Study text>
━━━
It look to me like it's a bastardization of a real address in NYC. 503 Madison Avenue would put it smack dab in the middle of midtown.
I once looked at the Usenet group alt.sex.stories.hetero; about half the entries were ads for gay porn sites. Bars whose customers include a high percentage of offduty cops keep attracting holdup men. Criminals are at least as likely to overestimate returns from business as honest people (and dishonest people who try to stay within the law.)
I doubt that the Nigerian Letter from Pope John Paul II's widow was profitable.
You vastly underestimate the scammability of the average internet user. Vastly.
With me, it was the one who appealed to me in the the name of Jesus to assist her with this vast fortune.
As for inventions and ancient Romans... does Leap Day (invented as of 45 BCE - a full 100 years after the 150 BCE cutoff - , to avoid the nonsense of putting in extra months willy-nilly) count?
Question: I've seen many of these, including some very funny cases where the players have been played. But they have me wondering: Why are half of the scammers using the name "Morgan"? Is that like the "Joe" of West Africa? Do hookers approach Nigerian soldiers and say "Me love you long time, Morgan"?
Better reserve an hour or two before clicking on this. If you want just the briefest tour of the goodies on display, go here.
That is really funny.
━━━
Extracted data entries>
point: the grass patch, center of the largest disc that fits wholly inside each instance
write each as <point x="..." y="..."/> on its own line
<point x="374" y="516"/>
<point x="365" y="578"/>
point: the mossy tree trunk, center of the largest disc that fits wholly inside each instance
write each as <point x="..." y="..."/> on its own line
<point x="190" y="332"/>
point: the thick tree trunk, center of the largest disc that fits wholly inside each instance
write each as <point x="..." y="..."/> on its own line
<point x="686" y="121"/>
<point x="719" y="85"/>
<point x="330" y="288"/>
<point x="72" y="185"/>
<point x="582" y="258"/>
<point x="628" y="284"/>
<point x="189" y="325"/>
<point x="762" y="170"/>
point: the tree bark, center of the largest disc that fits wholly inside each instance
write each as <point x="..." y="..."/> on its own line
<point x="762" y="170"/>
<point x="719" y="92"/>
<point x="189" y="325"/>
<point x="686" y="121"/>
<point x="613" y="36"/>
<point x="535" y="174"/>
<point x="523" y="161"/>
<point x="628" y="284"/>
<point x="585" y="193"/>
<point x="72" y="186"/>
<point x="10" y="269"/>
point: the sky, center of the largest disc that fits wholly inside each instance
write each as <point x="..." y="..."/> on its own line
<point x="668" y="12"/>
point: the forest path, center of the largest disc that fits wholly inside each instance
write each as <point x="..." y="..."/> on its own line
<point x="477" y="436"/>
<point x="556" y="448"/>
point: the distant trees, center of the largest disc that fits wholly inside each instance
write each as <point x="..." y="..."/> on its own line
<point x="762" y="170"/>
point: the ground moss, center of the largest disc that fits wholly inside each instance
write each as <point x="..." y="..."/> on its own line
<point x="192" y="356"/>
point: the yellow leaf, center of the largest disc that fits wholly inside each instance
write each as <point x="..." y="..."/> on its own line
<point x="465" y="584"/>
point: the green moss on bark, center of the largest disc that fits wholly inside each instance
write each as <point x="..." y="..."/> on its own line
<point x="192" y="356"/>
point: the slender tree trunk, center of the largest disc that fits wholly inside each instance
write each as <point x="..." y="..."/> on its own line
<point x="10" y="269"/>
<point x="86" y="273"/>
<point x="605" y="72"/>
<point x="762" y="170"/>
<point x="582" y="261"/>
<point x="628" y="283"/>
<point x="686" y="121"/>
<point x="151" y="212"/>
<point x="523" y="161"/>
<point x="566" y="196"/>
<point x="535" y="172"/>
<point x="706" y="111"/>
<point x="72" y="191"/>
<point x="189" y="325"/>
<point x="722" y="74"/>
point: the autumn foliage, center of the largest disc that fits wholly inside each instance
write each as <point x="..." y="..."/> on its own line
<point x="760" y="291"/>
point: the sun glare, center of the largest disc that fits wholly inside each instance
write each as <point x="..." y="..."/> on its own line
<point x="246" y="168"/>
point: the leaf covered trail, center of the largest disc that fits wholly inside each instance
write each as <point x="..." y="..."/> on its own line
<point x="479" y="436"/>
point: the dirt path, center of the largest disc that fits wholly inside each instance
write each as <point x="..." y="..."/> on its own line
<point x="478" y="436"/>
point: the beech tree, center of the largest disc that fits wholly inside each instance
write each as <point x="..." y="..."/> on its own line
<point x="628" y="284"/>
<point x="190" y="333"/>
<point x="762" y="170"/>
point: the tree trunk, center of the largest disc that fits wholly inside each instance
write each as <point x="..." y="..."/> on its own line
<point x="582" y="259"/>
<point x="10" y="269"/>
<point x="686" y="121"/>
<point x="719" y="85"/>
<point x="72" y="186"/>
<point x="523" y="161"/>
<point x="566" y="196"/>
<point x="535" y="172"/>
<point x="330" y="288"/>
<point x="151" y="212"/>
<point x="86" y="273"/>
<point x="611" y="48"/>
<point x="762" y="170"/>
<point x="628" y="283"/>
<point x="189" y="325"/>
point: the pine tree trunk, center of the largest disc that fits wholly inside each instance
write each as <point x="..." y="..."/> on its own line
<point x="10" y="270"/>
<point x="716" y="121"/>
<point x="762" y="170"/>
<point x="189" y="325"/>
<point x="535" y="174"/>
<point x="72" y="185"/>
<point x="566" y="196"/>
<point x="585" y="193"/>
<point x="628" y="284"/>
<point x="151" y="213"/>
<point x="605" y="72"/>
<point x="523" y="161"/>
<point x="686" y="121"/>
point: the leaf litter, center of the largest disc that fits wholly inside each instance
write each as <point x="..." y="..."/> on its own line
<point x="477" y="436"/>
━━━
Things to do>
(A) Summarize the comment thread in two sentences.
(B) Please extract the passage of the comment thread from "I doubt that" to "internet user. Vastly.".

Your responses>
(A) Commenters discuss scams such as the Nigerian Letter: one doubts that the version from Pope John Paul II's widow was profitable, and another says the average internet user is vastly more scammable than people think. One commenter also asks why half of the scammers use the name "Morgan."

(B)
I doubt that the Nigerian Letter from Pope John Paul II's widow was profitable.
You vastly underestimate the scammability of the average internet user. Vastly.